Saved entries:

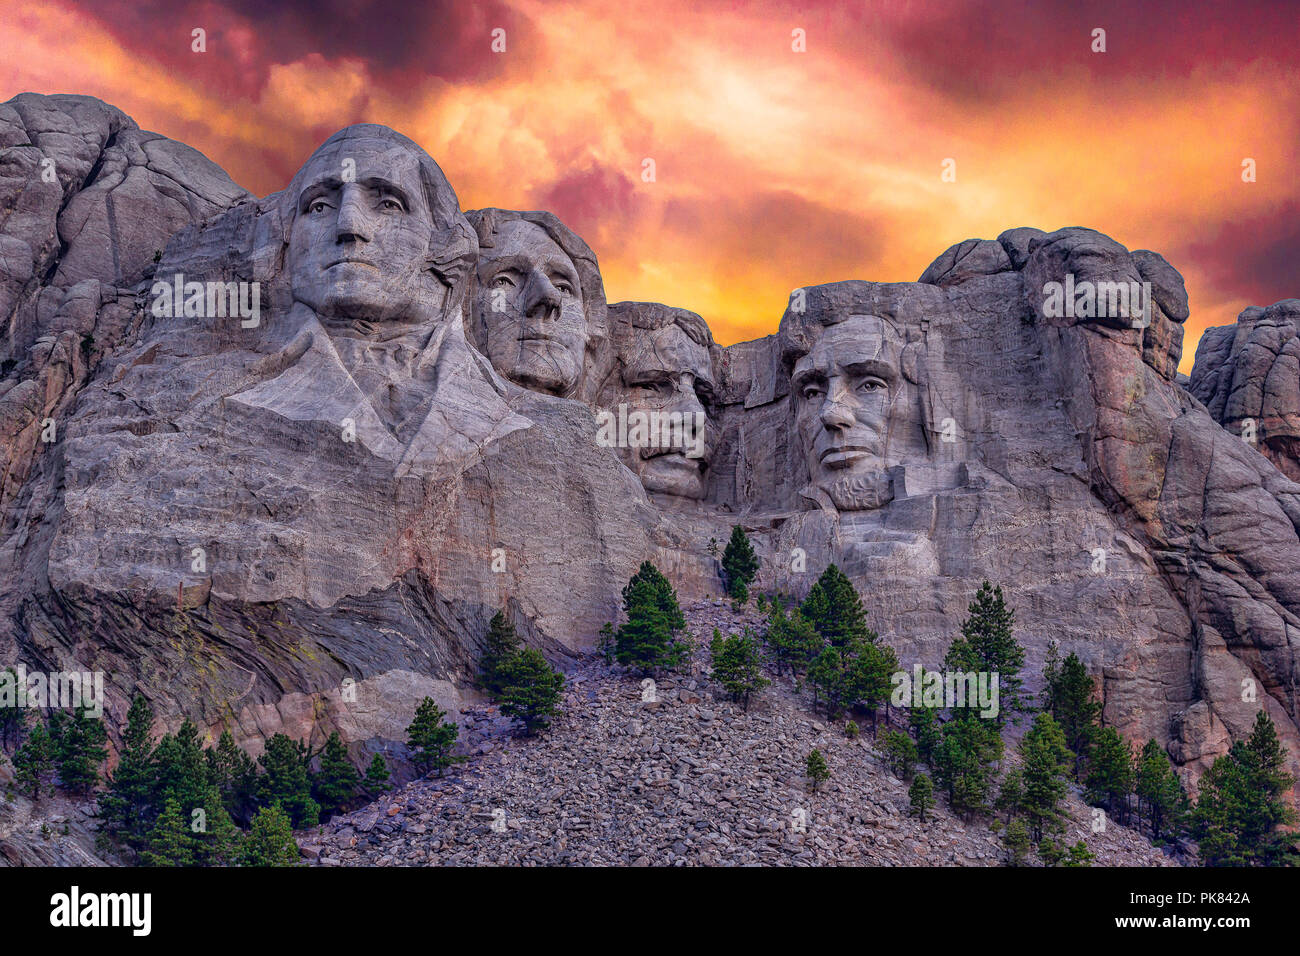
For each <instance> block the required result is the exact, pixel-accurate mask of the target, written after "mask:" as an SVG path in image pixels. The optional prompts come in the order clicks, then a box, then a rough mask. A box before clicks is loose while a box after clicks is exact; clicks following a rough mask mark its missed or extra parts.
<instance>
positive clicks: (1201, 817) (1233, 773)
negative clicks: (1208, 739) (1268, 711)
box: [1192, 710, 1295, 866]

**WHAT YOU SHOULD DO**
Quote the text of every record above word for word, leaving out the pictures.

**EXERCISE OUTPUT**
For each <instance> block the required result is the exact, pixel-accurate mask of the target, written after "mask:" as an SVG path in image pixels. The optional prompts come in the order clicks, then a box, then a rough mask. A box before clicks is loose while a box after clicks is exact; clicks following a rough mask mark its missed or extra parts.
<instance>
positive clicks: (1201, 817) (1233, 773)
negative clicks: (1208, 739) (1268, 711)
box: [1192, 710, 1295, 866]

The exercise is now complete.